• [Exercise] Return the line containing "the white parking" and all lines after it exactly; stop at the end of the material.

• [Data]
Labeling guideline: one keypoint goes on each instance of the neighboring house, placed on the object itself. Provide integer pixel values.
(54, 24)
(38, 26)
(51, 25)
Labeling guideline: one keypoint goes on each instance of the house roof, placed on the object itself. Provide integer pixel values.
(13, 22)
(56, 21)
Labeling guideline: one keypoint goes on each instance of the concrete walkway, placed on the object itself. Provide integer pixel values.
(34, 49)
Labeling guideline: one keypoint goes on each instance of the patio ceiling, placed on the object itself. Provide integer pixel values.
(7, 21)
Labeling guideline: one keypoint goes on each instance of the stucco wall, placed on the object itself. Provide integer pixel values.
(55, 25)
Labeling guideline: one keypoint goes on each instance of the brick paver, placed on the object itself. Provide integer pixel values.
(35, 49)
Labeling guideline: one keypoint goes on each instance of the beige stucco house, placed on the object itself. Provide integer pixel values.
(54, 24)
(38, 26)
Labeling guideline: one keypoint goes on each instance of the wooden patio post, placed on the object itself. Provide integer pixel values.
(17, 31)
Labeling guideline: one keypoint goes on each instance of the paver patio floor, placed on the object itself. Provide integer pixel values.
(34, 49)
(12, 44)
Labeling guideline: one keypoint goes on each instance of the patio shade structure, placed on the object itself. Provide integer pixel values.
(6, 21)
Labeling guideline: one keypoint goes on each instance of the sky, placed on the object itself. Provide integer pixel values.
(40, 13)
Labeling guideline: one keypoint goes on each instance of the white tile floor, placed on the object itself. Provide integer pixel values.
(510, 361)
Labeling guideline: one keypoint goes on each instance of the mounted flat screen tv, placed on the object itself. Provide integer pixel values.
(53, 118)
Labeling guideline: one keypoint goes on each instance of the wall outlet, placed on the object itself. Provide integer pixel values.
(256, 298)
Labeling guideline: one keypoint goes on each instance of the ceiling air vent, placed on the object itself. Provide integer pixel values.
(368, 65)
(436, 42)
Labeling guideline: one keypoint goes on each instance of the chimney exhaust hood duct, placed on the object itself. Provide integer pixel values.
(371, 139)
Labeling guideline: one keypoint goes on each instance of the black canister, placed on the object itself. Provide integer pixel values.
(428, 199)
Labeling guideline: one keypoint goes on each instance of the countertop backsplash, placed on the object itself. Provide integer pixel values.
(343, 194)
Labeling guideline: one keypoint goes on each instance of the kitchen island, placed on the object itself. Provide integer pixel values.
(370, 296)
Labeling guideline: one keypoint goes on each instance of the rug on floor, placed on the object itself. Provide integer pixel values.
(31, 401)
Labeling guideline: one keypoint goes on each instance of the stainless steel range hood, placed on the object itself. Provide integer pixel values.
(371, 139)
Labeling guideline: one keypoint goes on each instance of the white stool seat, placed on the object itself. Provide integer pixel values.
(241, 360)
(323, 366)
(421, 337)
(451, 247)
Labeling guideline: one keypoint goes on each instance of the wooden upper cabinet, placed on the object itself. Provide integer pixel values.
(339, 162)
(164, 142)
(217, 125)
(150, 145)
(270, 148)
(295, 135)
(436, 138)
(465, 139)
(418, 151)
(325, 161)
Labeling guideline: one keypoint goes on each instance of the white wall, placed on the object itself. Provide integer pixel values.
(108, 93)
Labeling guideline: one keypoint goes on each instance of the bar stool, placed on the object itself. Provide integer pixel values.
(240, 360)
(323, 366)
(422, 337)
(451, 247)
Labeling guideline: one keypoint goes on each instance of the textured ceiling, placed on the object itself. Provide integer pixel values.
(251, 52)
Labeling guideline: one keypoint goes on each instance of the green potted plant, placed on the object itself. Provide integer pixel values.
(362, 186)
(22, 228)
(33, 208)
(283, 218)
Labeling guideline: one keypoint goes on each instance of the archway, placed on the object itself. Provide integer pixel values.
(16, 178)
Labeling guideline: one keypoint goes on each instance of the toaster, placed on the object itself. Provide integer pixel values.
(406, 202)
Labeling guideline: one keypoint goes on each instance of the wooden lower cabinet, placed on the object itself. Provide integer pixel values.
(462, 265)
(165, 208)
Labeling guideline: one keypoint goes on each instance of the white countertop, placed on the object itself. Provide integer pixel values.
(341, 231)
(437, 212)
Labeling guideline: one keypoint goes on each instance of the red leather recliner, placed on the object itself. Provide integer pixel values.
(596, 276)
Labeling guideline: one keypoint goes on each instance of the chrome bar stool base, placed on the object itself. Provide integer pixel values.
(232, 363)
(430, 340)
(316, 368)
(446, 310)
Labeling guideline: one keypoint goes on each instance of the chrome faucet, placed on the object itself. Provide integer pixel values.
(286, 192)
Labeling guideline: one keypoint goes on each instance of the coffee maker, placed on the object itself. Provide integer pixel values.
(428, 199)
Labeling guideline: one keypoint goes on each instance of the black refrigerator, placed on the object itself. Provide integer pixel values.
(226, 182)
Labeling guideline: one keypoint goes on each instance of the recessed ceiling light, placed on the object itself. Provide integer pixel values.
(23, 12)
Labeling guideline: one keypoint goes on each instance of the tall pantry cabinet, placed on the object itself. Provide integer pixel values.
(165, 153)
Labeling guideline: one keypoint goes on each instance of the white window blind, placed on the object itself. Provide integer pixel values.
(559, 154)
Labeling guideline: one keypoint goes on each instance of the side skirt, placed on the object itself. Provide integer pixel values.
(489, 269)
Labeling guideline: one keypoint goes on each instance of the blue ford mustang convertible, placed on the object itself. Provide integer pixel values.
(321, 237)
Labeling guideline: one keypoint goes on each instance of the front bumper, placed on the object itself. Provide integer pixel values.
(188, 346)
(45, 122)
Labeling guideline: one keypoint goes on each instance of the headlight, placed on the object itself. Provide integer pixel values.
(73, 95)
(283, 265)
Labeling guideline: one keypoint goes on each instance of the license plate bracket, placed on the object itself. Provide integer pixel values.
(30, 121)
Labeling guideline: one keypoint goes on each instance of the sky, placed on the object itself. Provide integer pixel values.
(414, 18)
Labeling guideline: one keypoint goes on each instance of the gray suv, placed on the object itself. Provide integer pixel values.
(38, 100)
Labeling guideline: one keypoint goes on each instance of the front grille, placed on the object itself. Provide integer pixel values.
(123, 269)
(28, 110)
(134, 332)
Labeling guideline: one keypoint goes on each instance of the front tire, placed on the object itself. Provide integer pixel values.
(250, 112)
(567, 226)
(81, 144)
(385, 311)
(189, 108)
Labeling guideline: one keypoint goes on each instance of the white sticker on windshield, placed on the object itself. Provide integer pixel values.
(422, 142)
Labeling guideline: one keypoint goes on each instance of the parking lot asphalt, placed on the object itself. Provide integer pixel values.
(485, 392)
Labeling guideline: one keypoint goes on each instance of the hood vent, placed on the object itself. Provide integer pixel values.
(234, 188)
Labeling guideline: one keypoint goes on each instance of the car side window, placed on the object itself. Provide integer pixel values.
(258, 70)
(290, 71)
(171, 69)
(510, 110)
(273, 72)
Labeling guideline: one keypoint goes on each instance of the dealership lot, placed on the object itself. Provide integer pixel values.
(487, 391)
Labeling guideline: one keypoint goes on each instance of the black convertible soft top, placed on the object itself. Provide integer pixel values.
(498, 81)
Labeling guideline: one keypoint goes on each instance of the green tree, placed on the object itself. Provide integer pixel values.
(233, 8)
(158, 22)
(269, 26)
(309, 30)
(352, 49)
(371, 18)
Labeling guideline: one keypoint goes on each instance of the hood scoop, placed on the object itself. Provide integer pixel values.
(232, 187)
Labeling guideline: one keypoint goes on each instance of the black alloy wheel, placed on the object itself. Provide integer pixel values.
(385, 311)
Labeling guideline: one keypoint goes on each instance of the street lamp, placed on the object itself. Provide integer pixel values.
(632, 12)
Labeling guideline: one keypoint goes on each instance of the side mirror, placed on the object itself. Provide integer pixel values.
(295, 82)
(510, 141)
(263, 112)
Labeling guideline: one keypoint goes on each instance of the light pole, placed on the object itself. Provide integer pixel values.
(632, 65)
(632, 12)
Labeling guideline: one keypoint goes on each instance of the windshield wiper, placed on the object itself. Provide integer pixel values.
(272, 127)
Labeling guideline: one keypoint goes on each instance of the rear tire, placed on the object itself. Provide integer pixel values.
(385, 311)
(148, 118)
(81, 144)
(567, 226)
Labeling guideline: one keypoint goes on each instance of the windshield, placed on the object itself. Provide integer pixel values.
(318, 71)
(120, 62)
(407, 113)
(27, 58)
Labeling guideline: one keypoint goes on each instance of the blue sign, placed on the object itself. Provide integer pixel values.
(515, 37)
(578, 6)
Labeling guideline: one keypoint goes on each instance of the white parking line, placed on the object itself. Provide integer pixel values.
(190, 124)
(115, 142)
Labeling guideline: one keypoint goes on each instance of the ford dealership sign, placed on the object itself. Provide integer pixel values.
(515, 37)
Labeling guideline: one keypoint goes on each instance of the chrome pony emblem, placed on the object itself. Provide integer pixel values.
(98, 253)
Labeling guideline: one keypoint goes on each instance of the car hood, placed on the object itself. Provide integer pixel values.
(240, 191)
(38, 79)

• [Written answer]
Labeling guideline: one keypoint goes on each instance of the white parking line, placed on the object itself. Provide integer pixel values.
(190, 124)
(115, 142)
Labeling guideline: one keypoint goes on each instance of the ford dealership sign, placed on the object itself. Provide integer pixel values.
(515, 37)
Labeling guideline: one keypoint goes on each instance of the chrome pony emblem, placed on the object itself. Provide integer pixel values.
(98, 253)
Labeling guideline: one keypoint goes on each instance of the car hood, placed on the object itself. Provide integer pixel values.
(240, 191)
(38, 79)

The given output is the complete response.